Island 2011

Tag 1

Tag 1

Anreise nach Reykjavík

Blick aus dem Flugzeug auf einen Windpark in der Nordsee

Helle Nächte und Mitternachtssonne

Der nördliche Polarkreis berührt den Nordrand von Island gerade noch so – weshalb die Nächte in Island im Sommer sehr kurz, im Winter sehr lang sind. Das liegt an der Stellung der Erdachse.

Die Drehachse der Erde steht nicht genau senkrecht auf der Ekliptik, sondern ist um etwa 23.5° gegen diese Senkrechte geneigt. Die Neigung bleibt während der Wanderung der Erde um die Sonne konstant und sie bewirkt sowohl die Jahreszeiten wie auch die unterschiedlichen Tageslängen bei verschiedenen geografischen Breiten. Das nördliche Ende der Erdachse ist dadurch nämlich mal zur Sonne hin, mal von ihr weg geneigt.
Verfolgt man (für die Nordhalbkugel) die Wanderung der Erde um die Sonne beginnend bei der Frühlings-Tagundnachtgleiche, stellt man fest, dass der Nordpol sich allmählich zur Sonne hin neigt. Hier geht nun nach einer sechs Monate dauernden Nacht erstmals die Sonne auf – und nicht wieder unter, da der Polbereich von nun an dauernd auf der erleuchteten Halbkugel liegt. Am Äquator hat sich nichts geändert – hier sind Tag und Nacht immer noch gleich lang (dies bleibt auch im gesamten Jahresverlauf so).

◆ Zu bearbeitende Aufgaben
(a) Um wie viel Grad ist die Drehachse der Erde laut dem Textauszug über Island gegen die Senkrechte auf der Ekliptik geneigt?
(b) Ändere im Textauszug über Island den Abschnitt zwischen „Blick aus dem“ und „Stellung der Erdachse.“ einschließlich, indem du „Nordsee“ durch „Ostsee“ ersetzt, und gib ihn vollständig wieder.
Die Datensätze stammen aus einer anderen Quelle als der Textauszug.

◆ Datenauszug
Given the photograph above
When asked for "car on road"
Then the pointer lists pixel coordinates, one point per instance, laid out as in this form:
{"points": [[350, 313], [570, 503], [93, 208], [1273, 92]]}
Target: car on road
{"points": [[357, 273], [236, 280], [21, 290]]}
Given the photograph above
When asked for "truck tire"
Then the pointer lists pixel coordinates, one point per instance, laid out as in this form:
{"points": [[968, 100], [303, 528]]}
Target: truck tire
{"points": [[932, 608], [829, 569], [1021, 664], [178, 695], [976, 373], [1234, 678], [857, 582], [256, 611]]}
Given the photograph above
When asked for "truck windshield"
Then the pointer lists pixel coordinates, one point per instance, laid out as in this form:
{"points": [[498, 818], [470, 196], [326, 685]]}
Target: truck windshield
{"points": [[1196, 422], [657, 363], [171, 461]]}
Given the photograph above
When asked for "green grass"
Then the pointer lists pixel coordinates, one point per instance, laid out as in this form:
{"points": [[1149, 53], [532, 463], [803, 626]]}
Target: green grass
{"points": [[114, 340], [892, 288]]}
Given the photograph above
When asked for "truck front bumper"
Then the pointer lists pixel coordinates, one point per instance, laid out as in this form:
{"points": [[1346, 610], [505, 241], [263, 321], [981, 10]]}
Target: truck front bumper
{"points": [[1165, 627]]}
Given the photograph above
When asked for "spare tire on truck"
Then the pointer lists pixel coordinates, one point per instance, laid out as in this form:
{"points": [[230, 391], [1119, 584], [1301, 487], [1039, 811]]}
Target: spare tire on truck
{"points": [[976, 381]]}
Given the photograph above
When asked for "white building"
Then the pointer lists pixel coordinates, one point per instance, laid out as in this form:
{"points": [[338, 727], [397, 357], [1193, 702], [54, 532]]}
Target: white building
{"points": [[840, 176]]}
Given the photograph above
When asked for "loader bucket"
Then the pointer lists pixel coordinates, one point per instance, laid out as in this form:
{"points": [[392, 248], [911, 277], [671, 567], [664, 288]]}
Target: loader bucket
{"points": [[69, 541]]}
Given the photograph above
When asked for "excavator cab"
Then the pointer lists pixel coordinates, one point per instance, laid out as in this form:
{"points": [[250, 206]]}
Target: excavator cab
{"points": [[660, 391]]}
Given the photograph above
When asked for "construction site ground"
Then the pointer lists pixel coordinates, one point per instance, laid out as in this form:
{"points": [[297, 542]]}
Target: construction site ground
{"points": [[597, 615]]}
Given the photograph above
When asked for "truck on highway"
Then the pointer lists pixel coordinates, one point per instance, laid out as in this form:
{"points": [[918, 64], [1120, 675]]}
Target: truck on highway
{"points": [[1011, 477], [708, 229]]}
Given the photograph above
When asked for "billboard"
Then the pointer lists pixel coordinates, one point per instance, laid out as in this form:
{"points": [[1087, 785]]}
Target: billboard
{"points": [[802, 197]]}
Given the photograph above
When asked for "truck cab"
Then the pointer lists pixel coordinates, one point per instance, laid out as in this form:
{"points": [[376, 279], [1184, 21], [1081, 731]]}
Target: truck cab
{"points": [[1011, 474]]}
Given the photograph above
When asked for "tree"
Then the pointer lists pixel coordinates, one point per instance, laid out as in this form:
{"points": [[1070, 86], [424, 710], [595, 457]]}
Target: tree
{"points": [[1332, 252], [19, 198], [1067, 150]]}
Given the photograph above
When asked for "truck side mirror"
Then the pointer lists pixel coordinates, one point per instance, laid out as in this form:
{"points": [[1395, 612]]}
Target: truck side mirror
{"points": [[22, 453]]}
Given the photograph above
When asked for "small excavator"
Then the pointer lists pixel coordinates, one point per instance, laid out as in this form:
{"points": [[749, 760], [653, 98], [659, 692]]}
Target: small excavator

...

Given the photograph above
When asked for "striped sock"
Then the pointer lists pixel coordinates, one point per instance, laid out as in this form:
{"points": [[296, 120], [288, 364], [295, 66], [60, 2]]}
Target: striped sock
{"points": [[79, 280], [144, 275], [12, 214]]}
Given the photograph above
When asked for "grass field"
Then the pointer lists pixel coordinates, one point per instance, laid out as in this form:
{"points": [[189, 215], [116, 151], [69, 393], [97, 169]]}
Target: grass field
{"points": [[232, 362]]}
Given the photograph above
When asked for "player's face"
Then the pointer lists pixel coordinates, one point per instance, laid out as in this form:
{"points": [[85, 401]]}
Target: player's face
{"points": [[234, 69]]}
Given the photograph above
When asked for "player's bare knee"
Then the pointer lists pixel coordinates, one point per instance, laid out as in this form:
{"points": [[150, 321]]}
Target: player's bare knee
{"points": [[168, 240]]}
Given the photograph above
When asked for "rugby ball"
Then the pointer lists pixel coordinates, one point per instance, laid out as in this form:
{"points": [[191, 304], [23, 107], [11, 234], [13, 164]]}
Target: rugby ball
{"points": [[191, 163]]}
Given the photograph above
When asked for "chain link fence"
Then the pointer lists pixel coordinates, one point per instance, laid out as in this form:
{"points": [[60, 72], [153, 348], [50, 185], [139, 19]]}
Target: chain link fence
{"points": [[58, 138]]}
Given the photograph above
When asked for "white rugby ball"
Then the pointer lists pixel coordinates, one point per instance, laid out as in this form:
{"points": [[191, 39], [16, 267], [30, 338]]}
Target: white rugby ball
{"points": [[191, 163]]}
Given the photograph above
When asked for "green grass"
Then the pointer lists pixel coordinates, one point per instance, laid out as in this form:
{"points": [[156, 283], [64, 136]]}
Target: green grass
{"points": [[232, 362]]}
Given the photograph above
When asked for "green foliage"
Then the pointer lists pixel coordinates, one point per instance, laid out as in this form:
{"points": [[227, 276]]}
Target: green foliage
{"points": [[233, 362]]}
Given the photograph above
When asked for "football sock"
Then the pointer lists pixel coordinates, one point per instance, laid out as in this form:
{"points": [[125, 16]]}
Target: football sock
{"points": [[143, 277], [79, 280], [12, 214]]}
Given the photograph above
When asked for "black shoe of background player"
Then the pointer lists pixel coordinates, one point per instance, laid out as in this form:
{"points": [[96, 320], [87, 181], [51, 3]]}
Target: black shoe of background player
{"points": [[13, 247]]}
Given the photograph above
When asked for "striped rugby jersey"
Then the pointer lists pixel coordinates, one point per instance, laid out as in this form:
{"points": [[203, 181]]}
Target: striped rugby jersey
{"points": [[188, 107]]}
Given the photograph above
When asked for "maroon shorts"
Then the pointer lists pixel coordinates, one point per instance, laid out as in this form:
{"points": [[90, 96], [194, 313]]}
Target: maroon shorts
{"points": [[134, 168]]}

◆ Lösungen
(a) Um etwa 23.5°.

(b)
Blick aus dem Flugzeug auf einen Windpark in der Ostsee

Helle Nächte und Mitternachtssonne

Der nördliche Polarkreis berührt den Nordrand von Island gerade noch so – weshalb die Nächte in Island im Sommer sehr kurz, im Winter sehr lang sind. Das liegt an der Stellung der Erdachse.